(Quoted passage begins)

= Khalil Maatouk =

Syrian lawyer

Khalil Maatouk (خليل معتوق) is a Syrian lawyer and human rights defender. Arrested at a roadblock in October 2012, he has been missing since then.

== Biography ==
Khalil Maatouk, a Syrian lawyer of Christian faith has defended many Syrian political prisoners, including human rights defender Mazen Darwish. The communist activist Mazen Adi and the president of the Syrian League for Human Rights Abdel Karim Rihaoui. In 2004, Khalil Maatouk worked as an observer for Amnesty International in Iran.

Khalil Maatouk is also the president of the Syrian Center for the Defense of Prisoners of conscience.

His position as director of the "Syrian Center for Legal Studies and Research" earned him a travel ban from 2005 to 2011.

His daughter, a student, was also arrested and held for 2 months in 2014, by military security.

(Quoted passage ends)
(Raw data begins)

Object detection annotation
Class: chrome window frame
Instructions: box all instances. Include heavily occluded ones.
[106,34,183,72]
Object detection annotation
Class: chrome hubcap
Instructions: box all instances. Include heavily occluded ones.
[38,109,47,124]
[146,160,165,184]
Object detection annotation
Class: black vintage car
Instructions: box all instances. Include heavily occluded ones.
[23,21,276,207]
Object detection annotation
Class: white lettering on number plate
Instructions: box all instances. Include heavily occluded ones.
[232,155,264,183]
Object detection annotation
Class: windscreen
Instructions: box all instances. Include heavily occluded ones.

(Raw data ends)
(Raw data begins)

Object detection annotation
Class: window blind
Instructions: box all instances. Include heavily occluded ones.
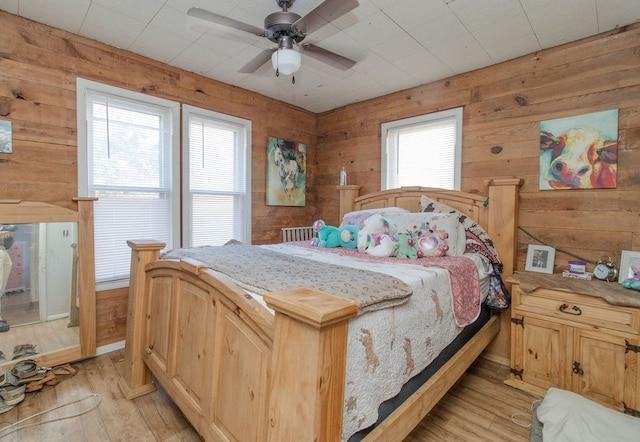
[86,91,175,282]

(Raw data ends)

◆ **Things to do**
- A) Echo the passage from the Khalil Maatouk text that lies between "Khalil Maatouk (خليل" and "International in Iran.", inclusive.
- B) In the Khalil Maatouk text, what position earned him a travel ban from 2005 to 2011?

◆ **Numbered answers**
- A)
Khalil Maatouk (خليل معتوق) is a Syrian lawyer and human rights defender. Arrested at a roadblock in October 2012, he has been missing since then.

== Biography ==
Khalil Maatouk, a Syrian lawyer of Christian faith has defended many Syrian political prisoners, including human rights defender Mazen Darwish. The communist activist Mazen Adi and the president of the Syrian League for Human Rights Abdel Karim Rihaoui. In 2004, Khalil Maatouk worked as an observer for Amnesty International in Iran.

- B) Director of the "Syrian Center for Legal Studies and Research"